Location identification entries:
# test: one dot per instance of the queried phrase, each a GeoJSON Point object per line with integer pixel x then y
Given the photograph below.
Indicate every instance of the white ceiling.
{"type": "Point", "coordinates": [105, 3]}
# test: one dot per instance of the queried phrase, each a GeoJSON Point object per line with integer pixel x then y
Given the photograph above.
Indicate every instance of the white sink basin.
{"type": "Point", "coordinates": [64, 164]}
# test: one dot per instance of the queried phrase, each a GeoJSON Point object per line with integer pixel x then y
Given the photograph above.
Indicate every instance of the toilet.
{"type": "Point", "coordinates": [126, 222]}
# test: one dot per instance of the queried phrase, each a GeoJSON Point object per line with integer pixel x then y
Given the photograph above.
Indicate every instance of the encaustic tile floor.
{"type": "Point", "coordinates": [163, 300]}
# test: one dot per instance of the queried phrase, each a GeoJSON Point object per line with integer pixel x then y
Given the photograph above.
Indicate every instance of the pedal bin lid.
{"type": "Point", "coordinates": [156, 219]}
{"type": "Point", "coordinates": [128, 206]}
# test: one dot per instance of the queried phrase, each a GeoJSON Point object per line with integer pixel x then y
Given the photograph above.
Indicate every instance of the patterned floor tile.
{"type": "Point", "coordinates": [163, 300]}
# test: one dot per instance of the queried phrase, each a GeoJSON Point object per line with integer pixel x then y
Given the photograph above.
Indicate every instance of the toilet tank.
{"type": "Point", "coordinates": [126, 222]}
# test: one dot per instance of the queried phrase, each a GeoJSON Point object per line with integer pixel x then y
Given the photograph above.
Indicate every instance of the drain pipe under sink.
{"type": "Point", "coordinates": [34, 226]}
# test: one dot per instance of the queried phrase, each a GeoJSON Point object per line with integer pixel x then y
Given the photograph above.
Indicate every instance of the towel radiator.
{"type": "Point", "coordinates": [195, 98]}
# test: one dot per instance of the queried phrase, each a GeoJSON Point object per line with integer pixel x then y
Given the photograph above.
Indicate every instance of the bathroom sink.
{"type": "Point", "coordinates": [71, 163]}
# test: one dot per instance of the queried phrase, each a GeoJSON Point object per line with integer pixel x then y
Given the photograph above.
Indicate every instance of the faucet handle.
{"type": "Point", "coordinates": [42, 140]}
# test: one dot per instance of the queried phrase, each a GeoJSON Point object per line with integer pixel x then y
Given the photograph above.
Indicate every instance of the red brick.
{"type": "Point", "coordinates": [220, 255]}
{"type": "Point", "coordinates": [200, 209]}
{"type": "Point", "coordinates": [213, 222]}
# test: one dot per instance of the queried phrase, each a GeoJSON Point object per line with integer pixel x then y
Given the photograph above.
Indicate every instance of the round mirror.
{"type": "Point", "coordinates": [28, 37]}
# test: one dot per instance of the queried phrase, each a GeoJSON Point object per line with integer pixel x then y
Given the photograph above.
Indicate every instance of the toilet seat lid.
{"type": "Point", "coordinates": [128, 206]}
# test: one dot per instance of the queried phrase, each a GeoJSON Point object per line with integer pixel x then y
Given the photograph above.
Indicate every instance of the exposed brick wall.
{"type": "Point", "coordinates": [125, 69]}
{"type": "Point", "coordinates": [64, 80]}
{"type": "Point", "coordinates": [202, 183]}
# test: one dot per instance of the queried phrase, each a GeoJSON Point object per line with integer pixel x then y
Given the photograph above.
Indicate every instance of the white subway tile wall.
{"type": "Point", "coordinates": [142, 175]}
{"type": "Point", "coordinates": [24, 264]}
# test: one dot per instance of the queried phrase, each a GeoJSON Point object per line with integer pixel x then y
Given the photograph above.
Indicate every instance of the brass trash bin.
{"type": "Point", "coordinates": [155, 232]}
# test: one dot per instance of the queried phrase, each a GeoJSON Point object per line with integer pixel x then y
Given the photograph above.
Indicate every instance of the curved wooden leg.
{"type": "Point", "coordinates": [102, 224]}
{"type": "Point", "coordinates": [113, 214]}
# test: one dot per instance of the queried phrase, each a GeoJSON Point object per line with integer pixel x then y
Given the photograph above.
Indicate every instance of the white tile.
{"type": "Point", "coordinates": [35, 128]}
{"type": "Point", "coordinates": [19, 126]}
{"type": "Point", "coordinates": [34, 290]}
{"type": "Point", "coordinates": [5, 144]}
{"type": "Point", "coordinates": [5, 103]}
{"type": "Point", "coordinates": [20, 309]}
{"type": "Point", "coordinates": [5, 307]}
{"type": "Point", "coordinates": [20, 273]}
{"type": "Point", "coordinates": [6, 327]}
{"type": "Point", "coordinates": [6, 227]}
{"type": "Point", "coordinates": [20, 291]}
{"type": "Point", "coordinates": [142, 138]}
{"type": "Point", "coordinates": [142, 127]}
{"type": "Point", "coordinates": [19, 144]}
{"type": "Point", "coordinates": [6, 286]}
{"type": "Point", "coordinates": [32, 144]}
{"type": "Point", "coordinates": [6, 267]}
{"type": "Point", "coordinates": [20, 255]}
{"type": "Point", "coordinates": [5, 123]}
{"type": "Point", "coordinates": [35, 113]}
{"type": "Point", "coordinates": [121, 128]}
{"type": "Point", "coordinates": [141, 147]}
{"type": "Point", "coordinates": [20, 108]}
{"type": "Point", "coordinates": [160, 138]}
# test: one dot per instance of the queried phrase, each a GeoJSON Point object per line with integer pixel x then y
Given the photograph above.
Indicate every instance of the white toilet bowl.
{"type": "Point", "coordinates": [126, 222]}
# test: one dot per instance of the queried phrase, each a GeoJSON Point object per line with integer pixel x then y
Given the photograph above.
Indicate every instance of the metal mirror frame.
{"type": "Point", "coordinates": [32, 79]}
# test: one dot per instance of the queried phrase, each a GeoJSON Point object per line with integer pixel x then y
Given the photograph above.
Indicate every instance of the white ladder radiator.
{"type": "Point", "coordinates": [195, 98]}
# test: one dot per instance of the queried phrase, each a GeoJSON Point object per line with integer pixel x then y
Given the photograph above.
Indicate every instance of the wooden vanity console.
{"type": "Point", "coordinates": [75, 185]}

### What is needed
Return the listing above in its exact form.

### Complete response
# test: one dot per instance of the queried phrase, each a GeoJSON Point object per line with integer pixel x then y
Given the photograph below.
Indicate every instance of the white ceiling.
{"type": "Point", "coordinates": [105, 3]}
# test: one dot per instance of the queried phrase, each a GeoJSON Point object per line with integer pixel x then y
Given the photograph above.
Indicate every instance of the white sink basin.
{"type": "Point", "coordinates": [64, 164]}
# test: one dot per instance of the queried phrase, each a GeoJSON Point object per line with integer pixel x then y
Given the photograph above.
Indicate every instance of the toilet.
{"type": "Point", "coordinates": [126, 222]}
# test: one dot per instance of the queried phrase, each a GeoJSON Point object per line with integer pixel x then y
Given the photograph above.
Indicate every instance of the encaustic tile floor.
{"type": "Point", "coordinates": [163, 300]}
# test: one dot per instance of the queried phrase, each a GeoJSON Point object per line with integer pixel x then y
Given the photograph above.
Indicate every instance of the pedal bin lid.
{"type": "Point", "coordinates": [156, 219]}
{"type": "Point", "coordinates": [128, 206]}
# test: one dot per instance of the queried phrase, each a GeoJSON Point object per line with integer pixel x then y
Given the photograph above.
Indicate every instance of the patterned floor tile.
{"type": "Point", "coordinates": [163, 300]}
# test: one dot per instance of the queried phrase, each a GeoJSON Point object per line with integer pixel x then y
Given the photograph above.
Indicate every instance of the toilet tank.
{"type": "Point", "coordinates": [126, 222]}
# test: one dot per instance of the queried phrase, each a GeoJSON Point object per line with integer pixel x then y
Given the photograph above.
Indicate every instance of the drain pipe under sink.
{"type": "Point", "coordinates": [34, 226]}
# test: one dot per instance of the queried phrase, each a GeoJSON Point object per line with integer pixel x then y
Given the photograph above.
Indicate every instance of the towel radiator.
{"type": "Point", "coordinates": [195, 98]}
# test: one dot per instance of the queried phrase, each a GeoJSON Point object per line with integer pixel x then y
Given the photograph above.
Indicate every instance of the bathroom sink.
{"type": "Point", "coordinates": [71, 163]}
# test: one dot per instance of the queried phrase, each a GeoJSON Point object per line with integer pixel x then y
Given the photograph above.
Indicate every instance of the faucet handle.
{"type": "Point", "coordinates": [42, 140]}
# test: one dot per instance of the queried phrase, each a GeoJSON Point object per line with integer pixel x then y
Given the photograph above.
Indicate every instance of the red brick.
{"type": "Point", "coordinates": [220, 255]}
{"type": "Point", "coordinates": [200, 209]}
{"type": "Point", "coordinates": [213, 222]}
# test: one dot per instance of the queried phrase, each a GeoJSON Point object per line with integer pixel x then y
Given the photograph above.
Indicate every instance of the round mirror.
{"type": "Point", "coordinates": [28, 37]}
# test: one dot per instance of the queried phrase, each a GeoJSON Point object per line with integer pixel x then y
Given the photograph above.
Indicate every instance of the toilet seat lid.
{"type": "Point", "coordinates": [128, 206]}
# test: one dot per instance of the queried phrase, each a GeoJSON Point object per line with integer pixel x then y
Given the photograph above.
Indicate every instance of the exposed brick wall.
{"type": "Point", "coordinates": [125, 69]}
{"type": "Point", "coordinates": [64, 80]}
{"type": "Point", "coordinates": [202, 183]}
# test: one dot per instance of the queried phrase, each a GeoJSON Point object per line with integer pixel x then y
Given the photograph above.
Indicate every instance of the white subway tile wall.
{"type": "Point", "coordinates": [142, 175]}
{"type": "Point", "coordinates": [24, 264]}
# test: one dot per instance of the queried phrase, each a GeoJSON Point object per line with integer pixel x then y
Given the photograph above.
Indicate every instance of the brass trash bin.
{"type": "Point", "coordinates": [155, 232]}
# test: one dot per instance of the queried phrase, each a GeoJSON Point object per line with integer pixel x then y
Given the photograph above.
Indicate every instance of the curved wooden leg.
{"type": "Point", "coordinates": [102, 224]}
{"type": "Point", "coordinates": [113, 214]}
# test: one dot per instance of the queried phrase, each a GeoJSON Point object per line with integer pixel x then y
Given the photograph above.
Indicate every instance of the white tile.
{"type": "Point", "coordinates": [35, 128]}
{"type": "Point", "coordinates": [19, 126]}
{"type": "Point", "coordinates": [34, 290]}
{"type": "Point", "coordinates": [5, 144]}
{"type": "Point", "coordinates": [5, 103]}
{"type": "Point", "coordinates": [20, 309]}
{"type": "Point", "coordinates": [5, 307]}
{"type": "Point", "coordinates": [20, 273]}
{"type": "Point", "coordinates": [6, 327]}
{"type": "Point", "coordinates": [6, 227]}
{"type": "Point", "coordinates": [20, 291]}
{"type": "Point", "coordinates": [142, 138]}
{"type": "Point", "coordinates": [142, 127]}
{"type": "Point", "coordinates": [19, 144]}
{"type": "Point", "coordinates": [6, 286]}
{"type": "Point", "coordinates": [32, 144]}
{"type": "Point", "coordinates": [6, 267]}
{"type": "Point", "coordinates": [20, 255]}
{"type": "Point", "coordinates": [5, 123]}
{"type": "Point", "coordinates": [35, 113]}
{"type": "Point", "coordinates": [121, 128]}
{"type": "Point", "coordinates": [141, 147]}
{"type": "Point", "coordinates": [20, 108]}
{"type": "Point", "coordinates": [160, 138]}
# test: one dot per instance of the queried phrase, each a GeoJSON Point object per line with integer pixel x then y
Given the photograph above.
Indicate every instance of the white toilet bowl.
{"type": "Point", "coordinates": [126, 222]}
# test: one dot per instance of the queried phrase, each a GeoJSON Point object per line with integer pixel x then y
Given the photograph above.
Indicate every instance of the metal mirror frame.
{"type": "Point", "coordinates": [32, 79]}
# test: one dot per instance of the queried phrase, each a GeoJSON Point object per line with integer pixel x then y
Given the photograph above.
Indicate every instance of the white ladder radiator.
{"type": "Point", "coordinates": [195, 98]}
# test: one dot per instance of the queried phrase, each a GeoJSON Point object per line with integer pixel x then y
Given the photograph above.
Indicate every instance of the wooden vanity console.
{"type": "Point", "coordinates": [75, 185]}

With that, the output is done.